**Directions:** Return the part of the rows that opens with the line containing "Practice step: locate the white ribbon" and closes with the line containing "point(448, 155)", both of those lines included, copying every line word for word.

**Excerpt from a dataset:**
☆ ☆ ☆ ☆
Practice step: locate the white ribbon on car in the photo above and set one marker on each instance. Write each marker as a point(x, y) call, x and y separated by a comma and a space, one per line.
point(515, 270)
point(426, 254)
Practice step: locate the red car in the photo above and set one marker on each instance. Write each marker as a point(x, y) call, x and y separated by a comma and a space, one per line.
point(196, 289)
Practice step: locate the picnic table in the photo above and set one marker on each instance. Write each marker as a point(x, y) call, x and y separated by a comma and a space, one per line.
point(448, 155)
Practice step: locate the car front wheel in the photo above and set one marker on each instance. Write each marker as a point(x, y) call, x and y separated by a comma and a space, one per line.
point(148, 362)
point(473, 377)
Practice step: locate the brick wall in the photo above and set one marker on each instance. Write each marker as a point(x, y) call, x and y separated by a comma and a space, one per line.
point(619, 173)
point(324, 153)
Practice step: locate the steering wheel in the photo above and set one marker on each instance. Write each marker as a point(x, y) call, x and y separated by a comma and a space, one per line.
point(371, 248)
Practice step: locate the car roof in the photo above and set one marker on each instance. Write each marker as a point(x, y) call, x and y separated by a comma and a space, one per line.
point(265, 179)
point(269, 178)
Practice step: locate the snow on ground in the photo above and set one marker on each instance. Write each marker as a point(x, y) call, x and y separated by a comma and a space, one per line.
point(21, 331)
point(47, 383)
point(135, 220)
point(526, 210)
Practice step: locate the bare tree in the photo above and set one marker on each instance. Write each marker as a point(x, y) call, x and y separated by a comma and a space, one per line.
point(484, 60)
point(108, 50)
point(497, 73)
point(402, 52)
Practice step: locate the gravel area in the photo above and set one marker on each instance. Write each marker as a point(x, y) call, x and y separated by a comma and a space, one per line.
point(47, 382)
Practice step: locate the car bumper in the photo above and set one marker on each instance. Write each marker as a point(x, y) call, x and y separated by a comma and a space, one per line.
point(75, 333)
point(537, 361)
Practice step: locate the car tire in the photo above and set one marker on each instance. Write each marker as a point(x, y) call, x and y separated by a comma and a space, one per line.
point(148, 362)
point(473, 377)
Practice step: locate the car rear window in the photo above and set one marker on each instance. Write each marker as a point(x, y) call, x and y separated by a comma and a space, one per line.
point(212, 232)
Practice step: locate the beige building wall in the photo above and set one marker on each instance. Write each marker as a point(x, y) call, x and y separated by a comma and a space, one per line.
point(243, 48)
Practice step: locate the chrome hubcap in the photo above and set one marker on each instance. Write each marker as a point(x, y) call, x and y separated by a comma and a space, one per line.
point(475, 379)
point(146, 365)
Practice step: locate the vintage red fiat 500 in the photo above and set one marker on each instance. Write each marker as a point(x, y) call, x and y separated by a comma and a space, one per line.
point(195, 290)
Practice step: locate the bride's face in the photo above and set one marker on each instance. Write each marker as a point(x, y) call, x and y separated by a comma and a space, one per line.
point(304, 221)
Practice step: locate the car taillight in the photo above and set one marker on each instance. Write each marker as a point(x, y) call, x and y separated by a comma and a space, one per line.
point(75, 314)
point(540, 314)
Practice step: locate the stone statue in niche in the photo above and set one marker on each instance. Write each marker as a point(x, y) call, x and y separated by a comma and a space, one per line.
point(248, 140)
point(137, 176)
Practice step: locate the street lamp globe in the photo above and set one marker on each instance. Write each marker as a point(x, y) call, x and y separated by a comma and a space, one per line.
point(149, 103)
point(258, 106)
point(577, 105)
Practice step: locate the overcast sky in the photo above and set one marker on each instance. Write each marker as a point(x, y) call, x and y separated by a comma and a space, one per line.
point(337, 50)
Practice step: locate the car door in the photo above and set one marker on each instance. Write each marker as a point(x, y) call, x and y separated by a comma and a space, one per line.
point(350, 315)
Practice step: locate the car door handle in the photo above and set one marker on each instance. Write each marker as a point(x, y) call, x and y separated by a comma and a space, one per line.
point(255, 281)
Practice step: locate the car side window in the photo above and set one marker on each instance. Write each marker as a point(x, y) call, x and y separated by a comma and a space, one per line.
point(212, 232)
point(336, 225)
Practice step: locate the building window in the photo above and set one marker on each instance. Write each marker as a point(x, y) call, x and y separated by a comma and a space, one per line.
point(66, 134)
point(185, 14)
☆ ☆ ☆ ☆
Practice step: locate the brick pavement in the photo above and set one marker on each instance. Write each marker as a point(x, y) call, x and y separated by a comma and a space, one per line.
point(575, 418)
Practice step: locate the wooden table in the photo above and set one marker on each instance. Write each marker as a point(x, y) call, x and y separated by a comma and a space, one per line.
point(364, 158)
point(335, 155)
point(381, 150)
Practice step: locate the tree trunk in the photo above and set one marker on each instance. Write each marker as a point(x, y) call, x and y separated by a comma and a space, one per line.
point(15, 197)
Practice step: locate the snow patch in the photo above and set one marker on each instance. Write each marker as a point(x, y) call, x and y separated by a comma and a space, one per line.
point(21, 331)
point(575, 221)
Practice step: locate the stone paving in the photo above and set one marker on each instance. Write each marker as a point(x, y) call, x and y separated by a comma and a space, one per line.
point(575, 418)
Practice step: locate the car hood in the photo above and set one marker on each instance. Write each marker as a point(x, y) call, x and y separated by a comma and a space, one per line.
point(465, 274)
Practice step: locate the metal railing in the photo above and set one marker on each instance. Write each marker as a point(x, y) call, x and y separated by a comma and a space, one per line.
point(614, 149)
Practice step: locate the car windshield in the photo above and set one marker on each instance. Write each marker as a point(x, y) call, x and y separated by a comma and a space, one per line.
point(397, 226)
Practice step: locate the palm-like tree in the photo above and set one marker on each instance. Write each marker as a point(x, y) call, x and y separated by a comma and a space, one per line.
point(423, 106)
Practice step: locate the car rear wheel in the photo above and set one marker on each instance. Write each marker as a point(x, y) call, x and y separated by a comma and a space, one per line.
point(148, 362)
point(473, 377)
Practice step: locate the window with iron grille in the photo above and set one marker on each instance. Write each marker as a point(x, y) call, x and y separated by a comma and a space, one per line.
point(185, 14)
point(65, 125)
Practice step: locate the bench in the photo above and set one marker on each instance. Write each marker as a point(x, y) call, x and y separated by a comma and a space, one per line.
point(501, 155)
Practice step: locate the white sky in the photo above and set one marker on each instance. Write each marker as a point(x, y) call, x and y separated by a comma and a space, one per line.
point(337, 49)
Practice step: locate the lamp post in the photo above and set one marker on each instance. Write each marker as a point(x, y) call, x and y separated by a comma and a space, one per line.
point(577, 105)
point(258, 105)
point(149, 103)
☆ ☆ ☆ ☆
**In response:**
Practice step: locate the white ribbon on car in the photo above and set one marker on each instance. Write each marker as a point(x, y) call, x and y separated by a comma and a space, one per line.
point(515, 270)
point(426, 254)
Practice step: locate the red car in the photo above and set one marker on each instance. Write each marker as a point(x, y) call, x and y separated by a comma and a space, one per line.
point(196, 289)
Practice step: locate the picnic table in the photo above and set one marker on each instance. Write each marker as a point(x, y) call, x and y separated by a comma and a space, one per line.
point(448, 155)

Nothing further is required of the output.